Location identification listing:
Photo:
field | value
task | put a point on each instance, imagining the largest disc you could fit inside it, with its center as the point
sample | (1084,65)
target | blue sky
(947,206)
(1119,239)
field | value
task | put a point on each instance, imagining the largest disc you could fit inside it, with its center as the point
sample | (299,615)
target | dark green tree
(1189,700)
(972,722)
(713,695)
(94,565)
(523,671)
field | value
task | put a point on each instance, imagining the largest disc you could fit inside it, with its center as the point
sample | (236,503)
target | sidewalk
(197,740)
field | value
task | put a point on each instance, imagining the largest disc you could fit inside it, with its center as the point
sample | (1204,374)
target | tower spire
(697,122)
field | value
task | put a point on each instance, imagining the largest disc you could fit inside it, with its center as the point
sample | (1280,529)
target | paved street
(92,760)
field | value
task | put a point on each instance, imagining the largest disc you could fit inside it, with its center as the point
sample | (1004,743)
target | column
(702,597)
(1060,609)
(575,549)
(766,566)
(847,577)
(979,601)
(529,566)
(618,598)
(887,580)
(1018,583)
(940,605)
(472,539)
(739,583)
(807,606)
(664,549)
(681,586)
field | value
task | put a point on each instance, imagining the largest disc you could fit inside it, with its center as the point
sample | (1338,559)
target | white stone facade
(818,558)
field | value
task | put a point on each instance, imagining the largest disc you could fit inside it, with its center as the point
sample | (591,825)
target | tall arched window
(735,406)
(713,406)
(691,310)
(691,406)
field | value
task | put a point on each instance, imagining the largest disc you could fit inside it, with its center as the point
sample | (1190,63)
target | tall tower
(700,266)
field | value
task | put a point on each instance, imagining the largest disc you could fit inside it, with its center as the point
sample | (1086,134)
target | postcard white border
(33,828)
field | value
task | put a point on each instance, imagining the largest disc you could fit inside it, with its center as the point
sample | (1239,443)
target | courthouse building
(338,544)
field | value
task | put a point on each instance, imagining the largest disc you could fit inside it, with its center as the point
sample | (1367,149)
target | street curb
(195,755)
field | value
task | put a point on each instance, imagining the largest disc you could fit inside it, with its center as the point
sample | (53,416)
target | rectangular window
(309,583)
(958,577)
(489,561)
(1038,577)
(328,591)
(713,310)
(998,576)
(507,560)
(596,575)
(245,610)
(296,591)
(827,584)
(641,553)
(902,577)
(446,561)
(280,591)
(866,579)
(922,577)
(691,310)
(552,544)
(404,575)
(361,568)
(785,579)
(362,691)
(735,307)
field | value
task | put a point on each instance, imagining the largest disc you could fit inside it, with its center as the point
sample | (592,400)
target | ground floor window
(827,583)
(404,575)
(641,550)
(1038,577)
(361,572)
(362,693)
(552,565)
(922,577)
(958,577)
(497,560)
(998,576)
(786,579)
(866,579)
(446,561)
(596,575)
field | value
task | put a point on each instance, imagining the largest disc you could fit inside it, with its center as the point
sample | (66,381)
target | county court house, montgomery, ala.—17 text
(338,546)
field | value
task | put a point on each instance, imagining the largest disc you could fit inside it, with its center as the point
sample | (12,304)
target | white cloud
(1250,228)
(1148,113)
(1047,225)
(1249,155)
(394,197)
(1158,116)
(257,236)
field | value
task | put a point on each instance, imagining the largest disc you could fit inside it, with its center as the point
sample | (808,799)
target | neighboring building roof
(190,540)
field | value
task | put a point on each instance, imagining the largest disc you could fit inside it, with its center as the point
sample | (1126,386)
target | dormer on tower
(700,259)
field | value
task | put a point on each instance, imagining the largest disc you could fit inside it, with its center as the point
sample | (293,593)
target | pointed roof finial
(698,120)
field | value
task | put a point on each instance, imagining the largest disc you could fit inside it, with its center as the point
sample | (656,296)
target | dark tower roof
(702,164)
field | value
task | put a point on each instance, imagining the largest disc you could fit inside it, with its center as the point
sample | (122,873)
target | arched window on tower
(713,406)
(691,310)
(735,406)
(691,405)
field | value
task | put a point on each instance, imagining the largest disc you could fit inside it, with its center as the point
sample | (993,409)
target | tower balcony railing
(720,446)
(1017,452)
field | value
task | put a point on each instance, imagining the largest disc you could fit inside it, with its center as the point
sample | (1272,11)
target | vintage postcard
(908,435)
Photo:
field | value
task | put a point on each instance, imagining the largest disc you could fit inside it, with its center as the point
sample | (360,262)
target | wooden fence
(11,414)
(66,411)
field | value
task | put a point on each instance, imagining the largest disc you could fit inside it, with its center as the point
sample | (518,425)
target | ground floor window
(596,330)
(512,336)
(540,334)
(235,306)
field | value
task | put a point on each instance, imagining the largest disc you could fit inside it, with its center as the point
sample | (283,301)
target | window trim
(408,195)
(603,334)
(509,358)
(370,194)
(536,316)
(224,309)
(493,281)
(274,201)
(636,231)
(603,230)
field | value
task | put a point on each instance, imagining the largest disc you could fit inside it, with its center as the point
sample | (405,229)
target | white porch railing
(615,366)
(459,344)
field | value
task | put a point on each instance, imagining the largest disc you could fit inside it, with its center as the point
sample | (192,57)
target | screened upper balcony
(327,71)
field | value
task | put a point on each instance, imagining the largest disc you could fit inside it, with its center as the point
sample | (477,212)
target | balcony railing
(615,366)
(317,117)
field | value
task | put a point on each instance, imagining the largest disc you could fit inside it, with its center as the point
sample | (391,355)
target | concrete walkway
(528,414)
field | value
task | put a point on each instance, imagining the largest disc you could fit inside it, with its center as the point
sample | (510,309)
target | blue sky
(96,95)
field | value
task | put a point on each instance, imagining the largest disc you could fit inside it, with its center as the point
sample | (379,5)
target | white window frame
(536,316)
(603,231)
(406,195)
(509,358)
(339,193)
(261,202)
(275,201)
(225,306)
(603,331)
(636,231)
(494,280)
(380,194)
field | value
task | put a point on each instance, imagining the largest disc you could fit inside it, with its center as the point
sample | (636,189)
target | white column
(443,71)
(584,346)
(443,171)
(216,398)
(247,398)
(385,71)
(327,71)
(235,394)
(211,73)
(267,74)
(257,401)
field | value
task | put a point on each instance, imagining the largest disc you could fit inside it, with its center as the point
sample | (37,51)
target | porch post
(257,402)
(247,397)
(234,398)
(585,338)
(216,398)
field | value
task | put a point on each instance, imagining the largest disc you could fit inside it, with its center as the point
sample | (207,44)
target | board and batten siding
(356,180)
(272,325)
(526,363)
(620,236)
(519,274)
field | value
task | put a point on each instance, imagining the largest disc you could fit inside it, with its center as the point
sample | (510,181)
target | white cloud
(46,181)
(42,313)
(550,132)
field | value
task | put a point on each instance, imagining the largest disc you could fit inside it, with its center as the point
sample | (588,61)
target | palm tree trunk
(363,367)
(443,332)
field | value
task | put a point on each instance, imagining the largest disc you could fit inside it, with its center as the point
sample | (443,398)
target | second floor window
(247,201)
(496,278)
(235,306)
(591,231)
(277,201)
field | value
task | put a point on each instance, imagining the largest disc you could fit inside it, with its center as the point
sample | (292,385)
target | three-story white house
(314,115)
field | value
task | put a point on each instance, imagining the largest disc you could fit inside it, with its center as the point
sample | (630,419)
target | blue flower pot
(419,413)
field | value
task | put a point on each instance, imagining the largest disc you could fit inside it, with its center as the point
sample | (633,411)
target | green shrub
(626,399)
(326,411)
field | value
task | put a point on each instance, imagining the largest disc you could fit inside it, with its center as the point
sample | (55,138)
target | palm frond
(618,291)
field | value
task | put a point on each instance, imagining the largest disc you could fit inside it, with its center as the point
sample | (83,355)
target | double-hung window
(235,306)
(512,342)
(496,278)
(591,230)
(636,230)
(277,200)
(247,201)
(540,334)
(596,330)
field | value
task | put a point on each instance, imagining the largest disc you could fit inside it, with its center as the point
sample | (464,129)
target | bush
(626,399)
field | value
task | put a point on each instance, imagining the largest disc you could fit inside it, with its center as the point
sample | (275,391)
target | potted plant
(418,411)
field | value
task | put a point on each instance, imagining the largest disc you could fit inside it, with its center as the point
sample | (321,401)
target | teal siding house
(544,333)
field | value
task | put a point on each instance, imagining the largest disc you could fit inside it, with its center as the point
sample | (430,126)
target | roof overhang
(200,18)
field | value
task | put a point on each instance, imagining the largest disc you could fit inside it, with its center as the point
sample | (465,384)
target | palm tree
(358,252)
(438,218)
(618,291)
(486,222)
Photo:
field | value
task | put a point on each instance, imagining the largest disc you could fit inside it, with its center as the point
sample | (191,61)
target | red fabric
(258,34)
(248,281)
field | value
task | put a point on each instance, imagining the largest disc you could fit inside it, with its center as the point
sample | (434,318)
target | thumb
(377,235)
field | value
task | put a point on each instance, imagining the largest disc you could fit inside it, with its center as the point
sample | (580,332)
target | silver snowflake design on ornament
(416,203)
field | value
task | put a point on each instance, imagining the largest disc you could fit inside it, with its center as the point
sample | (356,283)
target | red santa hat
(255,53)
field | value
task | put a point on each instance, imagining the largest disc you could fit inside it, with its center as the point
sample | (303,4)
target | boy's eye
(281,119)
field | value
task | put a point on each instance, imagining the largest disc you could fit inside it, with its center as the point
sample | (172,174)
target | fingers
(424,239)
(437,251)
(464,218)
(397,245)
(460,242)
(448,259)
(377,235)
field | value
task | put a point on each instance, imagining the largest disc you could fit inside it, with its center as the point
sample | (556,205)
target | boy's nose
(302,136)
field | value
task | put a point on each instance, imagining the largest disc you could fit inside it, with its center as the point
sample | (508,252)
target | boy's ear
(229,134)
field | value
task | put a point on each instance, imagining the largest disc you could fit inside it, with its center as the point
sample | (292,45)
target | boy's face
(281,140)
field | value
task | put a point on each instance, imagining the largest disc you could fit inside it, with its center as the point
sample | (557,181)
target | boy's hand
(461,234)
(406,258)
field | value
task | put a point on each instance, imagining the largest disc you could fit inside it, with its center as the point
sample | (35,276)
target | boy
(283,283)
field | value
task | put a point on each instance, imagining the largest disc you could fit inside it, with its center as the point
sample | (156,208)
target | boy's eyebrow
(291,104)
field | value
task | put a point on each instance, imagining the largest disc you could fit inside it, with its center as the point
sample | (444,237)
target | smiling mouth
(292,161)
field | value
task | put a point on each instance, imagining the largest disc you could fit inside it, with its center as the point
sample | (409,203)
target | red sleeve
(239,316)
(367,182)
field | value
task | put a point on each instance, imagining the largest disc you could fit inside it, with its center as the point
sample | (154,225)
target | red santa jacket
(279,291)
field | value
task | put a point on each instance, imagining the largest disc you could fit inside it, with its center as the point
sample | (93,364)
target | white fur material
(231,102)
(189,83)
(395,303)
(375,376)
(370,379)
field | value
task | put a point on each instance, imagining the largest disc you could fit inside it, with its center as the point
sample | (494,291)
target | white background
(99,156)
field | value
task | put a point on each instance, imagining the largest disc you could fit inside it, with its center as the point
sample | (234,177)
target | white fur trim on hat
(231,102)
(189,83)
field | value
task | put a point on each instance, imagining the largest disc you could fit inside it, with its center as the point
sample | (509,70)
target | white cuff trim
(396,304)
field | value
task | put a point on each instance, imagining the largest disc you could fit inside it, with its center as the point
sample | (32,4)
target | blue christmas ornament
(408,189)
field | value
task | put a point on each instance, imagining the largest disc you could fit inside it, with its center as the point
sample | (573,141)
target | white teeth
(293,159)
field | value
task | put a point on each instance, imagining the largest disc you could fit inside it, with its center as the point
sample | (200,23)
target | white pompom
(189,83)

EXERCISE PROMPT -
Locate every line in the listing above that contains the word "railing", matching case, and copy each one out.

EXERCISE OUTPUT -
target | tower balcony railing
target | white porch railing
target | balcony railing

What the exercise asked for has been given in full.